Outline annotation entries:
┌──
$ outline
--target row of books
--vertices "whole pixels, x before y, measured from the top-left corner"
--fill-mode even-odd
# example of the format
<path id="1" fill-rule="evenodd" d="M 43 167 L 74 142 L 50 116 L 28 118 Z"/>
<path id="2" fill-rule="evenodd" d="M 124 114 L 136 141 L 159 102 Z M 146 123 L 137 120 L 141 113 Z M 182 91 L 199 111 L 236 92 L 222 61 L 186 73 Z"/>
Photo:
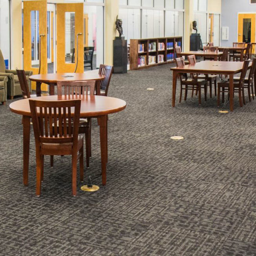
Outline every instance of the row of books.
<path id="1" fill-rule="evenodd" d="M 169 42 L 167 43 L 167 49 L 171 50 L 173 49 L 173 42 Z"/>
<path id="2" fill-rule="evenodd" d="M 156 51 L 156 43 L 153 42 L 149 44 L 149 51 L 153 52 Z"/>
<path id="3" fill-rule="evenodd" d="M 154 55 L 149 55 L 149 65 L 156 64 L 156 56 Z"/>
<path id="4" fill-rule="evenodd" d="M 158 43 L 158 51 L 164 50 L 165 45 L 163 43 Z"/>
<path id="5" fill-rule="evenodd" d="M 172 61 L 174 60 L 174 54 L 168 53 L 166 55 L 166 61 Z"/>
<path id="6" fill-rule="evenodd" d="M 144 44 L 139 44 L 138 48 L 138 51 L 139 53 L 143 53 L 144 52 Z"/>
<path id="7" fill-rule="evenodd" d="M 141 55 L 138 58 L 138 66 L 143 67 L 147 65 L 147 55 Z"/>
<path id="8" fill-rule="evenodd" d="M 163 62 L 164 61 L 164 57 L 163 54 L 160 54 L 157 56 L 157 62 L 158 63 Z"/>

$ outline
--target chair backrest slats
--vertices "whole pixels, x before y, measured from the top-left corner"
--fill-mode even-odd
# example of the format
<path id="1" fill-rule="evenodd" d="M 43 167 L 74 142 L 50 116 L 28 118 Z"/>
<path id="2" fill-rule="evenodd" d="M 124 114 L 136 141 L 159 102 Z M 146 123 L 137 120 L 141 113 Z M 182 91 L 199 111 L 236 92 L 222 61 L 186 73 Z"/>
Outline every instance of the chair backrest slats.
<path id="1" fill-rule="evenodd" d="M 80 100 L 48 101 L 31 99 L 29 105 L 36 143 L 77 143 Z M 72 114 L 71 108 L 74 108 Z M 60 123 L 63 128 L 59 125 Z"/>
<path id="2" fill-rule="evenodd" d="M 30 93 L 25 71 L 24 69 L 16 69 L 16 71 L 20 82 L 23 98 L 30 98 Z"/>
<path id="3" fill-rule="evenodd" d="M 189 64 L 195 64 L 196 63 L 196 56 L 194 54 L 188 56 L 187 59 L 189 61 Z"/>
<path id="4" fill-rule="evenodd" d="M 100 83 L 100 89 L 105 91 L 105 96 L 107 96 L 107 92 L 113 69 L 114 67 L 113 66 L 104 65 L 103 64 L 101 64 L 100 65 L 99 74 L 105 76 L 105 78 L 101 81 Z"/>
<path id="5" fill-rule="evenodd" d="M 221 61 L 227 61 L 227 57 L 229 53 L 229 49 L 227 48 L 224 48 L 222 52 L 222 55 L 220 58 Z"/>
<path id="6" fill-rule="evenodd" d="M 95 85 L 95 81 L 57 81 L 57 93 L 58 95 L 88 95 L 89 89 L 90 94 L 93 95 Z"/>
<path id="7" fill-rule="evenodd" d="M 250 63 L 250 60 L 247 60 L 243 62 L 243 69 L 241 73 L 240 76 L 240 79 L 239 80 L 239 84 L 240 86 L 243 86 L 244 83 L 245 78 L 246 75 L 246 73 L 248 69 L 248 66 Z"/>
└──
Render every line of the entries above as a JSON list of strings, one string per line, with blank lines dropped and the pictures left out.

[
  "$ outline",
  "--target row of books",
  "--vertices \"whole pixels, x before y, measured from the top-left corner\"",
  "--fill-mode even-odd",
  "# example of the format",
  "<path id=\"1\" fill-rule=\"evenodd\" d=\"M 43 167 L 74 142 L 50 116 L 28 118 Z\"/>",
  "<path id=\"2\" fill-rule=\"evenodd\" d=\"M 124 114 L 136 141 L 159 102 Z M 146 123 L 137 120 L 141 113 Z M 182 91 L 199 111 L 236 92 L 222 61 L 186 73 Z\"/>",
  "Photo:",
  "Outline every instance of the row of books.",
  "<path id=\"1\" fill-rule=\"evenodd\" d=\"M 169 42 L 167 43 L 167 49 L 171 50 L 173 49 L 173 42 Z\"/>",
  "<path id=\"2\" fill-rule=\"evenodd\" d=\"M 156 51 L 156 43 L 153 42 L 149 44 L 149 51 L 153 52 Z\"/>",
  "<path id=\"3\" fill-rule=\"evenodd\" d=\"M 154 55 L 149 55 L 149 65 L 156 64 L 156 56 Z\"/>",
  "<path id=\"4\" fill-rule=\"evenodd\" d=\"M 158 43 L 158 51 L 164 50 L 165 45 L 163 43 Z\"/>",
  "<path id=\"5\" fill-rule=\"evenodd\" d=\"M 172 61 L 174 60 L 174 54 L 168 53 L 166 55 L 166 61 Z\"/>",
  "<path id=\"6\" fill-rule=\"evenodd\" d=\"M 144 44 L 139 44 L 138 48 L 138 51 L 139 53 L 143 53 L 144 52 Z\"/>",
  "<path id=\"7\" fill-rule=\"evenodd\" d=\"M 141 55 L 138 58 L 138 66 L 143 67 L 147 65 L 147 55 Z\"/>",
  "<path id=\"8\" fill-rule=\"evenodd\" d=\"M 163 62 L 164 61 L 164 57 L 163 54 L 160 54 L 157 56 L 157 62 L 158 63 Z\"/>",
  "$ outline",
  "--target chair backrest slats",
  "--vertices \"whole pixels, x before y, measured from the top-left corner\"",
  "--fill-mode even-odd",
  "# example of the format",
  "<path id=\"1\" fill-rule=\"evenodd\" d=\"M 43 167 L 74 142 L 50 116 L 28 118 Z\"/>",
  "<path id=\"2\" fill-rule=\"evenodd\" d=\"M 124 114 L 136 141 L 159 102 Z M 146 123 L 137 120 L 141 113 Z M 182 91 L 199 111 L 236 92 L 222 61 L 186 73 Z\"/>",
  "Outline every instance of the chair backrest slats.",
  "<path id=\"1\" fill-rule=\"evenodd\" d=\"M 80 100 L 48 101 L 31 99 L 29 105 L 36 143 L 77 143 Z M 72 114 L 71 108 L 74 108 Z M 60 123 L 63 128 L 59 125 Z\"/>",
  "<path id=\"2\" fill-rule=\"evenodd\" d=\"M 30 93 L 25 71 L 24 69 L 16 69 L 16 71 L 20 82 L 23 98 L 30 98 Z\"/>",
  "<path id=\"3\" fill-rule=\"evenodd\" d=\"M 189 64 L 195 64 L 196 63 L 196 56 L 194 54 L 188 56 L 187 59 L 189 61 Z\"/>",
  "<path id=\"4\" fill-rule=\"evenodd\" d=\"M 100 83 L 100 89 L 105 91 L 105 96 L 107 96 L 107 92 L 113 69 L 114 67 L 113 66 L 104 65 L 103 64 L 101 64 L 100 65 L 99 74 L 105 76 L 105 78 L 101 81 Z\"/>",
  "<path id=\"5\" fill-rule=\"evenodd\" d=\"M 221 61 L 227 61 L 227 57 L 229 53 L 229 49 L 227 48 L 224 48 L 222 52 L 222 55 L 220 58 Z\"/>",
  "<path id=\"6\" fill-rule=\"evenodd\" d=\"M 95 85 L 95 81 L 57 81 L 57 93 L 58 95 L 88 95 L 89 89 L 90 94 L 93 95 Z\"/>",
  "<path id=\"7\" fill-rule=\"evenodd\" d=\"M 250 63 L 250 60 L 247 60 L 243 62 L 243 69 L 241 73 L 240 76 L 240 79 L 239 80 L 239 84 L 240 86 L 243 86 L 244 83 L 245 78 L 246 75 L 246 73 L 248 69 L 248 66 Z\"/>"
]